# Required work
Copy out, word for word, the stretch of lines below from the line containing "Objective — one marker on every instance of the river" through the final line.

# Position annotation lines
[START]

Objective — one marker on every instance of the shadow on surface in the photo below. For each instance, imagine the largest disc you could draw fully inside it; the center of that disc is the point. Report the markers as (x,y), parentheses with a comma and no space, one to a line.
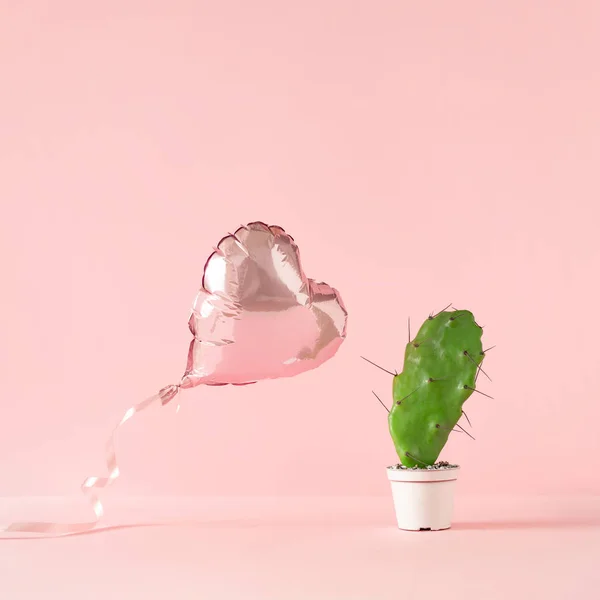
(237,523)
(557,523)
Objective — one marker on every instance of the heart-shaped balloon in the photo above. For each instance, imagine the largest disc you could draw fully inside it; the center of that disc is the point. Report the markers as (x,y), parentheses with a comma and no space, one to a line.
(257,315)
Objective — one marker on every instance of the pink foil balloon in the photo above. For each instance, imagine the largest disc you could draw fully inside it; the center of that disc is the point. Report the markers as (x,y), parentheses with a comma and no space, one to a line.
(257,315)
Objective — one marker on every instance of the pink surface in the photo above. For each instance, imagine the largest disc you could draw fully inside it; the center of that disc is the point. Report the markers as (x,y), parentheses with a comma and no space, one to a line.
(419,155)
(318,548)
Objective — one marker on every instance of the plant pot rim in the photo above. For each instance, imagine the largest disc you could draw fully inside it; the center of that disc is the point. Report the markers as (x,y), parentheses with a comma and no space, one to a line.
(440,475)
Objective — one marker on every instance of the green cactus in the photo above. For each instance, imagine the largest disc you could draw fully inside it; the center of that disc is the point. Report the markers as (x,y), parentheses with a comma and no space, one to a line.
(441,365)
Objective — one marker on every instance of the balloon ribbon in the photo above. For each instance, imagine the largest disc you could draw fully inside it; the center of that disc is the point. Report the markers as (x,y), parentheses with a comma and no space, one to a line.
(91,485)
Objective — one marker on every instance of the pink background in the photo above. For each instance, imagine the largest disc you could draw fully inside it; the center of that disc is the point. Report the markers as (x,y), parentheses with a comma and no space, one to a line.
(419,153)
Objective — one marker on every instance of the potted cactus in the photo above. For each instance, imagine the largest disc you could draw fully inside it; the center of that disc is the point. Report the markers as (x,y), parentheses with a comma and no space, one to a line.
(441,367)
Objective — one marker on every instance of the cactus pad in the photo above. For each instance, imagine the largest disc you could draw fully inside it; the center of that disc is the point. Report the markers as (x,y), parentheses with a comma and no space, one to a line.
(440,368)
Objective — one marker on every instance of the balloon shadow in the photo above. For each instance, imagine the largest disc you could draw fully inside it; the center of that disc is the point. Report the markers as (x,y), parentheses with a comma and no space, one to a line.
(224,523)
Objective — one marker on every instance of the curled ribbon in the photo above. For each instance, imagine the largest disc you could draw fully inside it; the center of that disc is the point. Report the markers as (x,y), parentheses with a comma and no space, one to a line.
(91,485)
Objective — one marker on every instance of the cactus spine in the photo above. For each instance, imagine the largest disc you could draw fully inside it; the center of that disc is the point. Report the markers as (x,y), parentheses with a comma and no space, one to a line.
(440,368)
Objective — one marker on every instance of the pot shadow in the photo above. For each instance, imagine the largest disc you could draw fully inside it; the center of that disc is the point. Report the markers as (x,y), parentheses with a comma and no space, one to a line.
(557,523)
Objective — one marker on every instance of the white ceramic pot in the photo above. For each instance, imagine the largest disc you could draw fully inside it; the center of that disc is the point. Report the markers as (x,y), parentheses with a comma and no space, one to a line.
(423,498)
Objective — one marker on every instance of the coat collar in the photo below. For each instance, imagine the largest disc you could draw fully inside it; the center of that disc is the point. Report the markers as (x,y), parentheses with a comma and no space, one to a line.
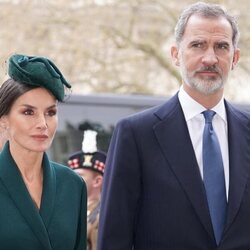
(172,134)
(13,182)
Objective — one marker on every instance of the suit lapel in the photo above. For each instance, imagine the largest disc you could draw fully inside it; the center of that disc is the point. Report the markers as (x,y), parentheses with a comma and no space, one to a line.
(238,134)
(174,140)
(13,182)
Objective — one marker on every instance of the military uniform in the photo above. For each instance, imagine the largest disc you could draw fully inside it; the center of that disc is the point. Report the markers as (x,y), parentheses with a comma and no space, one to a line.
(93,222)
(91,159)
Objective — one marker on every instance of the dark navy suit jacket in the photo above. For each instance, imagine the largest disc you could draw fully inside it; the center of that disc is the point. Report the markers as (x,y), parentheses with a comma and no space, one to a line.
(153,195)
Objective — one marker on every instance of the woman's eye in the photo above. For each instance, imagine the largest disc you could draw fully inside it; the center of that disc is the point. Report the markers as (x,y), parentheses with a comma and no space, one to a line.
(51,112)
(28,112)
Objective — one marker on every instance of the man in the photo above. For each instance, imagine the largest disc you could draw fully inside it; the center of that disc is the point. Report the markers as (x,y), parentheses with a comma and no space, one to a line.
(157,193)
(90,163)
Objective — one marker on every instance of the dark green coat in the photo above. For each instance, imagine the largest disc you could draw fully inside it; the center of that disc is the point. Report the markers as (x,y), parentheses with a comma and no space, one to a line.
(60,224)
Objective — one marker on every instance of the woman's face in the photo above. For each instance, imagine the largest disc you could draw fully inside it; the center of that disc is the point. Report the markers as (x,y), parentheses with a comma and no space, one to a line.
(32,121)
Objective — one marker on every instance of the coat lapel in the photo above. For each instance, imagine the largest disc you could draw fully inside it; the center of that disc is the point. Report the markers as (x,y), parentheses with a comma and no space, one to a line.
(238,138)
(173,137)
(13,182)
(49,192)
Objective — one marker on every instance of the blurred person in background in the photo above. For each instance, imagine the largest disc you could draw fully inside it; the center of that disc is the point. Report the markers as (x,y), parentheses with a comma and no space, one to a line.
(43,204)
(89,163)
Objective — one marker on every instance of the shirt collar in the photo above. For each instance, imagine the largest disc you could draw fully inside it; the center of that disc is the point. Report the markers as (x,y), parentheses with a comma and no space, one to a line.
(191,108)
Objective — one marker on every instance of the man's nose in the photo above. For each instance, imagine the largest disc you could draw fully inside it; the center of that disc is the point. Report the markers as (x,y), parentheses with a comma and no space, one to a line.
(210,57)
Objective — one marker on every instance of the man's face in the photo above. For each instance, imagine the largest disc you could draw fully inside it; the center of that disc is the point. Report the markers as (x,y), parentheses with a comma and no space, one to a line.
(206,54)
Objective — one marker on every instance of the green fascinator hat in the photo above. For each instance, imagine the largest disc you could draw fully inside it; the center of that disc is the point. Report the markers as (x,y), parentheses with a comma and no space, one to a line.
(38,71)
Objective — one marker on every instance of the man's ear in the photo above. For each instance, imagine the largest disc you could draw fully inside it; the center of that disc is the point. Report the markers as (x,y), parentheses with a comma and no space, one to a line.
(235,58)
(174,54)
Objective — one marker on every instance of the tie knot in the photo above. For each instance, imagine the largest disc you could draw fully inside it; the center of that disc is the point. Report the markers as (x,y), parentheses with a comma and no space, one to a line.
(208,114)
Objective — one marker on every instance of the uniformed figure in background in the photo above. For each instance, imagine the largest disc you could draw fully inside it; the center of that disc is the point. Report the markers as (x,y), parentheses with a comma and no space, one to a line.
(90,163)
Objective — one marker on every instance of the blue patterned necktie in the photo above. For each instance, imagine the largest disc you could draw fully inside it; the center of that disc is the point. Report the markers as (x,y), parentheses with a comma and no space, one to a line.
(213,176)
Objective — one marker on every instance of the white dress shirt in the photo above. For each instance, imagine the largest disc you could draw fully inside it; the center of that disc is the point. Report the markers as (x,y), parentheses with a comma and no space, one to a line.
(196,122)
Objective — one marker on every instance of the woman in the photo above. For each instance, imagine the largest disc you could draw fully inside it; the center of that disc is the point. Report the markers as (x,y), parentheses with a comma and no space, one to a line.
(43,204)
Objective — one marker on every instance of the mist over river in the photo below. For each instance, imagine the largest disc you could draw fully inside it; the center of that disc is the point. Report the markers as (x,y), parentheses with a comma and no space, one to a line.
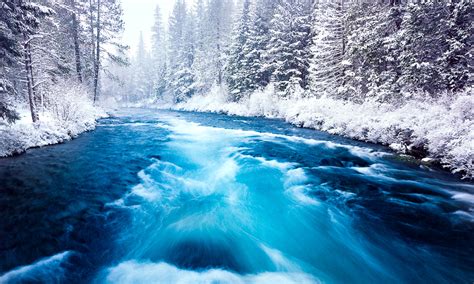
(165,197)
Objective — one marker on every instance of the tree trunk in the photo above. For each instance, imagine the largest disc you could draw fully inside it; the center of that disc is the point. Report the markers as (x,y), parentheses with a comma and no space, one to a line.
(29,80)
(92,35)
(97,55)
(75,35)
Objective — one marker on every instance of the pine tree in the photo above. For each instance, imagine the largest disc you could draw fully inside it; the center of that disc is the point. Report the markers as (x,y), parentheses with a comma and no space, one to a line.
(458,59)
(159,54)
(290,42)
(260,71)
(329,44)
(238,68)
(422,36)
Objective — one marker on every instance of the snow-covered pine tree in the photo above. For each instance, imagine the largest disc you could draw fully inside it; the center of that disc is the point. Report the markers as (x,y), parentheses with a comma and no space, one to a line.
(159,54)
(423,37)
(142,74)
(289,46)
(106,26)
(257,57)
(458,59)
(329,44)
(181,57)
(372,52)
(201,51)
(238,68)
(10,56)
(219,26)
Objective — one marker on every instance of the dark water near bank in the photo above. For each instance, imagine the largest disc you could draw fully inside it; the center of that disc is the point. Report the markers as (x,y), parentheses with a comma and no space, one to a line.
(164,197)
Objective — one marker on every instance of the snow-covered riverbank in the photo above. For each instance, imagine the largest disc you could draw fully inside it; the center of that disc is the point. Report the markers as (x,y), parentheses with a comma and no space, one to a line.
(439,130)
(23,134)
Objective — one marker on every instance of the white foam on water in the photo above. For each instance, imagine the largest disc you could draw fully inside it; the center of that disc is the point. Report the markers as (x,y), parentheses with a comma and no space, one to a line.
(464,196)
(295,183)
(44,270)
(281,262)
(135,272)
(180,126)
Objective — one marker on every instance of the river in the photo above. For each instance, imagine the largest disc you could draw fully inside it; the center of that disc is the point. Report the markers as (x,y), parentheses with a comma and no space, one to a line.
(164,197)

[END]

# Response
Objective — one marker on every instance of the river in the photo above. For each instance, imagine the largest disc you could draw fully inside it; the center of that disc is the point. Report the markers as (x,y), parentheses with a comma and no space, one to a line.
(164,197)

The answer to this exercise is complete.